To solve these problems, major efforts have been centered on the development of the constraint of polysulfide dissolution^{12,14,15,16,17,18}. More approaches, to date, have been devoted to physically confining the polysulfide within porous carbon materials such as mesoporous carbon^19,20,21, graphene^22,23,24 and hollow carbon spheres^20,25. However, the polysulfide tends to diffuse out from the hydrophobic pores of carbon materials. This may be because carbon, being non-polar in nature, does not bind favourably with the polar and ionic sulfides⁸. Cui Yi group shown that sulfur–TiO₂ yolk–shell composite could achieve a high specific capacity²⁶. Next year, they further demonstrated that the strong chemical bonds between Ti_nO_2n−1 and S-species made important contribution to the improvement of the electrochemical properties²⁷. Therefor, one of the targeted approaches is to bind polysulfides onto hydrophilic metal oxide.

Here, we report a strategy to effectively entrap polysulfides by a TiO₂ host nanosheets with a polar surface. The hierarchical TiO₂ spheres consisted of nano-plates were synthesised through a hydrothermal route. TiO₂ spheres with a polar surface serve as the surface-bound intermediates for strong polysulfides binding (Fig. 1)^8,12. After 50 cycles, it still has a capacity of 928.1 mA h g⁻¹, corresponding to a capacity retention of 71%. The fine performances of S + H-TiO₂ electrodes also demonstrated the critical role of H-TiO₂ additive in mitigating the polysulfide dissolution into the electrolyte.

Figure 1

Schematic illustration of the H-TiO₂ adsorption.

Results and Discussion

Figure 2a shows a typical scanning electron microscopy (SEM) image of the TiO₂. Interestingly, the hierarchical TiO₂ micron spheres are composed of TiO₂ nano-plates. The nano-plates are arranged in spatial divergence form, which can be directly elucidated from the collapsed spheres (Fig. 2b). Highly ordered nano-plates are located in the core and arranged along the radial orientation to the outer surface. Hollow interior structure of as-obtained TiO₂ spheres are also observed by TEM, as shown in Fig. 2c. Therefore, the hierarchically porous and hollow structure provide high surface area to adsorb the polysulfide dispersed in electrolyte. The TEM image of nano-plates in Fig. 1d further reveals that the component unit was fan-shaped plates with the diameter of about 70 nm and the radius of 500 nm. Fig. 2e shows the HRTEM image of an individual TiO₂ plate with a lattice spacing of 0.35 nm, which is in good agreement with the d-spacing of (110) planes as observed in the inset of its corresponding Fast Fourier Transform pattern.

Extracted data entries:
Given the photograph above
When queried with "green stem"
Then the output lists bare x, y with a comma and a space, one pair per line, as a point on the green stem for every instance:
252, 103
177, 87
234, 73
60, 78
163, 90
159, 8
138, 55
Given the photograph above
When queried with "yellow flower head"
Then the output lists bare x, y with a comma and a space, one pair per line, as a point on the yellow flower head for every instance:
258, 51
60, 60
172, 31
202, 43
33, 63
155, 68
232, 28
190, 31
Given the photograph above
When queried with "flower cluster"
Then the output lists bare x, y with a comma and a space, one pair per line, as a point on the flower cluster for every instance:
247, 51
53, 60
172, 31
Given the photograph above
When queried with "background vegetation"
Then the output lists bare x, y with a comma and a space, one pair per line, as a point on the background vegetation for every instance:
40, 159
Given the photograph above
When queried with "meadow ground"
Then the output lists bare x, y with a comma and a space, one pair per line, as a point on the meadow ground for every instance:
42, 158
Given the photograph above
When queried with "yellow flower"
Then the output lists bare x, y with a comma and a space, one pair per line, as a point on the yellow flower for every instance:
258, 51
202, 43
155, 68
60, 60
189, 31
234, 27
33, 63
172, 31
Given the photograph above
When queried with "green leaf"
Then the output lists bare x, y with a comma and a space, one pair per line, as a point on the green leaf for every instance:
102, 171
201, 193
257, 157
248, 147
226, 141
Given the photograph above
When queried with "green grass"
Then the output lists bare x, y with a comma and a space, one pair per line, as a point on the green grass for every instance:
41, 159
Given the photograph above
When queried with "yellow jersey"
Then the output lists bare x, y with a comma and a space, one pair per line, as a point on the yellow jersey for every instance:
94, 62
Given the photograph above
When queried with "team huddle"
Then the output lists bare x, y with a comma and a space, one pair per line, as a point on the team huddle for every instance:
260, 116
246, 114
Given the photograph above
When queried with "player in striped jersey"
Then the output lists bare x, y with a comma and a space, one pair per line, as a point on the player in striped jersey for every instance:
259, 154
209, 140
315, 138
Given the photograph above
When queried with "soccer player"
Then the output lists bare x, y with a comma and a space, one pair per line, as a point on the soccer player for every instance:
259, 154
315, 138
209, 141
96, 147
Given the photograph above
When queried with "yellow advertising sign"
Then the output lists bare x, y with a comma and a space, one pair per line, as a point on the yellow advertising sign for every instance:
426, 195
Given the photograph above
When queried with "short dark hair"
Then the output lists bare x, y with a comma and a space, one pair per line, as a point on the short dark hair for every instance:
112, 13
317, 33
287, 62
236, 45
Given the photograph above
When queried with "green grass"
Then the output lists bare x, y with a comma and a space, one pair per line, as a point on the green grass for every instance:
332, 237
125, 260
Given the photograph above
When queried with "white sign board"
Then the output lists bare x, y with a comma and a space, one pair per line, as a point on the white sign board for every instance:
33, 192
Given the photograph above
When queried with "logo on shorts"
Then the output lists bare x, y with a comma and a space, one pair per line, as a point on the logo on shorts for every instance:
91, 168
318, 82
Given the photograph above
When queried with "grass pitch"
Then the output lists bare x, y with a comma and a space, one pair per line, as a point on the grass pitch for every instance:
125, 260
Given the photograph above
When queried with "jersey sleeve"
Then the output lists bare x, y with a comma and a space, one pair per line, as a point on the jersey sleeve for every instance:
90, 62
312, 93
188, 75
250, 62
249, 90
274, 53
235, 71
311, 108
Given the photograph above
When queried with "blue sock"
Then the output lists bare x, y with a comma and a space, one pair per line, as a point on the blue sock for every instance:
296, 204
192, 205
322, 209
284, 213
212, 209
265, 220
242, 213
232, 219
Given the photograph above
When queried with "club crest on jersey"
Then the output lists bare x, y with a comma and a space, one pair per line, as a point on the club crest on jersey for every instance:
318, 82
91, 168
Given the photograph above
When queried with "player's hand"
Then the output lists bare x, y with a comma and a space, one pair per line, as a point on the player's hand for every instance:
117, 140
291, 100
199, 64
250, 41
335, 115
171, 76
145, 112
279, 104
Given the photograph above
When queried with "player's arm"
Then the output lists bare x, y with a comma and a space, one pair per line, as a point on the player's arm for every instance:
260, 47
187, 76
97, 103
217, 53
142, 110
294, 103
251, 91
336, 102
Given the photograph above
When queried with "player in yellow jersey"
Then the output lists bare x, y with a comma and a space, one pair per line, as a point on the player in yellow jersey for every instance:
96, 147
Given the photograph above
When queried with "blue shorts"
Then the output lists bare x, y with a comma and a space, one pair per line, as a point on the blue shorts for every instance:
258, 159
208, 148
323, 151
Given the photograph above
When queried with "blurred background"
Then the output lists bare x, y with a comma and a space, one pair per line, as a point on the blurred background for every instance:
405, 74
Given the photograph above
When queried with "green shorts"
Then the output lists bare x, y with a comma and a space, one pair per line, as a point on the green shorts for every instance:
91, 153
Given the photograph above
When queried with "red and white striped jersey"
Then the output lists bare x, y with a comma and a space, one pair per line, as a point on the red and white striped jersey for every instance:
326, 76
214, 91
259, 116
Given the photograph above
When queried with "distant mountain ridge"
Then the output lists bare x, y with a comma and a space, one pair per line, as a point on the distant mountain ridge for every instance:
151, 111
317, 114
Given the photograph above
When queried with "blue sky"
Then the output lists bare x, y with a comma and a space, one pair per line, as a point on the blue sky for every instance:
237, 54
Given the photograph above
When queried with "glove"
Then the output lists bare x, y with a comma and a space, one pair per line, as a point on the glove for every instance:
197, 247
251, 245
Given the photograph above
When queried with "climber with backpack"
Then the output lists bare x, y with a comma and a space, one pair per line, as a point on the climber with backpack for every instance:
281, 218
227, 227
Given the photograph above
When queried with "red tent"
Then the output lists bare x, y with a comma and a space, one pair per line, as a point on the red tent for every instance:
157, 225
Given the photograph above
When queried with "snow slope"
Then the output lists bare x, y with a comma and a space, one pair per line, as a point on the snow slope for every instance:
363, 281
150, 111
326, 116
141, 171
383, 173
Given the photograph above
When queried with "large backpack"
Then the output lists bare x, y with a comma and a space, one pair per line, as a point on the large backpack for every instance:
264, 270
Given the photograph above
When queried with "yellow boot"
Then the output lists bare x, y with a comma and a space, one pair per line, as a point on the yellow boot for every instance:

--

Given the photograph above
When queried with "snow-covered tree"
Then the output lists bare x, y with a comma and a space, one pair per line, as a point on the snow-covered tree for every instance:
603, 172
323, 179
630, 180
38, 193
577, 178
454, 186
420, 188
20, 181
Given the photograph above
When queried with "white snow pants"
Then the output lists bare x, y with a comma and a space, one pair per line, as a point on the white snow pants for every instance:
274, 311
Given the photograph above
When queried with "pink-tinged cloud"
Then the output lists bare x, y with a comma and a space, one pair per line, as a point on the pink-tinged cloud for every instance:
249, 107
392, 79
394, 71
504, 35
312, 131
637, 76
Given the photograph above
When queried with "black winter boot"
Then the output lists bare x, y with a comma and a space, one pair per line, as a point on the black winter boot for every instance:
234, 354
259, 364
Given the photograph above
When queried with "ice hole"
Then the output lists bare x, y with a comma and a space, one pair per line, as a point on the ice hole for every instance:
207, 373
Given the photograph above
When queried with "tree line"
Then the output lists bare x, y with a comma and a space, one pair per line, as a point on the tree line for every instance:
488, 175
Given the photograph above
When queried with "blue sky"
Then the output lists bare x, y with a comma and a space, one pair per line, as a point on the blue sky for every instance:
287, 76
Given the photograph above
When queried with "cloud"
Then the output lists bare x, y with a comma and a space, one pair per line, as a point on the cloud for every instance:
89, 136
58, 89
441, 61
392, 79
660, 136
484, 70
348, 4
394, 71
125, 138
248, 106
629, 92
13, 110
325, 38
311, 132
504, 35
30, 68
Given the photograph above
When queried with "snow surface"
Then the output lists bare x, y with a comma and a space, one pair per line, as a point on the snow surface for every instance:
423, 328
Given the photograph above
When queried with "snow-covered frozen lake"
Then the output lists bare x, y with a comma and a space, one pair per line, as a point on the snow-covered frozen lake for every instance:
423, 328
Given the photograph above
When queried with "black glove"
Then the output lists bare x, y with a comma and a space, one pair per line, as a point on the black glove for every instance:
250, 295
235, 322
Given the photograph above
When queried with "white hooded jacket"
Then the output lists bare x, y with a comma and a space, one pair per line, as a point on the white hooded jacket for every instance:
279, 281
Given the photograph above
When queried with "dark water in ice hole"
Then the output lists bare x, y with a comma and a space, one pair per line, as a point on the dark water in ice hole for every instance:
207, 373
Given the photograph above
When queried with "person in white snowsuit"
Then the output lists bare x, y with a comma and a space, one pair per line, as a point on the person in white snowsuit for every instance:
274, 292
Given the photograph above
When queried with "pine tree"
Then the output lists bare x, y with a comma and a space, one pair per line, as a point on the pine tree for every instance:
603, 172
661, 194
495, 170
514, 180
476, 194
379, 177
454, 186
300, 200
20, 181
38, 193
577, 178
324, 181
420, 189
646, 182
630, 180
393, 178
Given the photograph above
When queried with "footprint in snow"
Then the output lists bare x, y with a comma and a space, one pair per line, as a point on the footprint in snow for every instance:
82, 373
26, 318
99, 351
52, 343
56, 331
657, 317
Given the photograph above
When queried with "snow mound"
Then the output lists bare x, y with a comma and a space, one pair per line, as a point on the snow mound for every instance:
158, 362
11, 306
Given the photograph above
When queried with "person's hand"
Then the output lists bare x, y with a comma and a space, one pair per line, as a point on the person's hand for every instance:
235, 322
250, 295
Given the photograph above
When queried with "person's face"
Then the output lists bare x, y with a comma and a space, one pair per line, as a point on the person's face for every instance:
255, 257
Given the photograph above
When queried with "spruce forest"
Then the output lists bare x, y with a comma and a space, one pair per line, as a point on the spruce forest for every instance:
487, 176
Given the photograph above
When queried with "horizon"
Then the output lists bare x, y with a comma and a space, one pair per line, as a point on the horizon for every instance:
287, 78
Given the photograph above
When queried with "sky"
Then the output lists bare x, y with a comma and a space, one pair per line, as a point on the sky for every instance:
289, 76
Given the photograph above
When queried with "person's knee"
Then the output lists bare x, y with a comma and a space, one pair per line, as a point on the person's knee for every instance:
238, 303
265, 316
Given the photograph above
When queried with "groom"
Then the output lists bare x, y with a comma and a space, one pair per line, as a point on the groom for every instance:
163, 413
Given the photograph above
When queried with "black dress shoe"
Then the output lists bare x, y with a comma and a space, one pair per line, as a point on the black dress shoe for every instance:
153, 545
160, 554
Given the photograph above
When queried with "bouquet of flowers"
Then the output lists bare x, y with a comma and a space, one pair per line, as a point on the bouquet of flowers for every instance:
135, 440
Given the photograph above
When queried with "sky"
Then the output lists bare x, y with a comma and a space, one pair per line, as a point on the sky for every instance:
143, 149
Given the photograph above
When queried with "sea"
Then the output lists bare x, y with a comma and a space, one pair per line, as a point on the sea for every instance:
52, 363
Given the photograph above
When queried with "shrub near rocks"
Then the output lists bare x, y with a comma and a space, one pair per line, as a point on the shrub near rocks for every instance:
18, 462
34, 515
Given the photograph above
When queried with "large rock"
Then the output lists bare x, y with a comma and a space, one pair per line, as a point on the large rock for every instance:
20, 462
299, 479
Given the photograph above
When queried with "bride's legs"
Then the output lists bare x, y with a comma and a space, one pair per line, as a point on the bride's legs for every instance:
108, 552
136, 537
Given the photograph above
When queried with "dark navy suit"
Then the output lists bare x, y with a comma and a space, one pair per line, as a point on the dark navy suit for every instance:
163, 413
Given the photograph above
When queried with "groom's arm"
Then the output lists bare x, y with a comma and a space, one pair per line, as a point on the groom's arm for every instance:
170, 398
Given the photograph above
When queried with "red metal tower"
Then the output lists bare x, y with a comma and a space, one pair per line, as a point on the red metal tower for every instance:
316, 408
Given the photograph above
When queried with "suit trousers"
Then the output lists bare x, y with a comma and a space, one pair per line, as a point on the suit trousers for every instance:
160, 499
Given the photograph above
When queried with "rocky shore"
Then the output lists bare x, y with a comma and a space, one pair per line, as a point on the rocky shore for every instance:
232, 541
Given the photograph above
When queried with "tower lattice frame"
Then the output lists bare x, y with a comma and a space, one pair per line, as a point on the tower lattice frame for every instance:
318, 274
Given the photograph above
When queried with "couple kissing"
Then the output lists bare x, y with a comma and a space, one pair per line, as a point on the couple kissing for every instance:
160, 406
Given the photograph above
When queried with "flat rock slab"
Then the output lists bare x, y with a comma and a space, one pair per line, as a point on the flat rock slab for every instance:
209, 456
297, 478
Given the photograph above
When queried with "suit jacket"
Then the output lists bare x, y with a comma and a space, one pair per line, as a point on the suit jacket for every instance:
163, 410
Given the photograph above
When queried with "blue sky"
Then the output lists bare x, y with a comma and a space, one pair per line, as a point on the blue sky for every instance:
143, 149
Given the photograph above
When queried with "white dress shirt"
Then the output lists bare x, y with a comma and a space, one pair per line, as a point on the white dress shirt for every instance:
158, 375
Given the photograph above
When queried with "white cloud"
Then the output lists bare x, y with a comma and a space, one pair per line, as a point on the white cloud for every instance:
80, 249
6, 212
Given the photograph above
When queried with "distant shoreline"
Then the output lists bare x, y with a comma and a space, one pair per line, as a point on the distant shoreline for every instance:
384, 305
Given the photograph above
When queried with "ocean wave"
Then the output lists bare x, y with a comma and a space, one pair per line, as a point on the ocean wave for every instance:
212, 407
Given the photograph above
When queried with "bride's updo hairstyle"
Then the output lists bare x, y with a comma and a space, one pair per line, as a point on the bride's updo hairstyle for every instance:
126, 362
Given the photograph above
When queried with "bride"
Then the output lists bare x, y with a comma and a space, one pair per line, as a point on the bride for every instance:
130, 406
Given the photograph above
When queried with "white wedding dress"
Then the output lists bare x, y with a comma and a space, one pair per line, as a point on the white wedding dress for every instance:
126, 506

- _Complete the following_
1. Based on the passage on TiO₂ hosts for polysulfides, why do polysulfides tend to diffuse out of the pores of carbon materials? Answer in one to three sentences.
2. According to the passage on TiO₂ hosts for polysulfides, what lattice spacing does the HRTEM image of an individual TiO₂ plate show?
3. Continue the passage on TiO₂ hosts for polysulfides after its last sentence.

- _Exercise results_
1. The passage says this may be because carbon is non-polar and does not bind favorably with the polar, ionic sulfides. As a result, the polysulfide tends to escape from the hydrophobic carbon pores.

2. It shows a lattice spacing of 0.35 nm, which matches the d-spacing of the (110) planes.

3.
Figure 2

(a,b) SEM images, (c,d) TEM images and (e) corresponding HRTEM image of the anatase TiO₂. Inset of (e) shows the corresponding Fast Fourier Transform pattern.

The electrical conductivity of TiO₂ can be substantially enhanced, after annealing in a reducing gas atmosphere^9,28. The anatase TiO₂ and hydrogen reduced TiO₂ were characterized by XRD (Fig. 3a). The identified peaks are indexed as anatase TiO₂ (JCPDS card No. 84–1285) and no observable structural differences are observed between TiO₂ and H-TiO₂. There were also no obvious morphological and structure changes observed for H-TiO₂ upon hydrogen treatment (Figure S1). To further probe the electronic and chemical environment, X-ray photoelectron spectroscopy (XPS) analysis was performed. Both spectras were calibrated with respect to the C 1s peak at 284.5 eV for clear comparison. Figure 3b (insets) illustrates the Ti 2p core level spectra for anatase TiO₂ and H-TiO₂. The anatase TiO₂ sample shows two predominant peaks at 464.3 and 458.6 eV, which are attributed to the characteristic Ti 2p_1/2 and Ti 2p_3/2 peaks of Ti⁴⁺. In comparison to anatase TiO₂, the peaks of the H−TiO₂ sample show a red shift in binding energy, suggesting that they have different bonding environments. By subtracting the normalized Ti 2p spectra of H−TiO₂ with TiO₂ sample, there are two extra peaks centered at ca. 463.4 and 458.1 eV (Fig. 3b). These two peaks are within the range of published Ti³⁺ 2p binding energies^9,28,29,30. The result suggests that oxygen vacancies (Ti³⁺ sites) are created in H−TiO₂ sample during hydrogenation. It has been reported that the less positively charged Ti³⁺ nuclei leads to an increment in electron density and therefore a weaker binding effect⁹.

Figure 3

(a) XRD patterns and (b) normalized Ti 2p XPS spectra of anatase TiO₂ and hydrogen reduced TiO₂.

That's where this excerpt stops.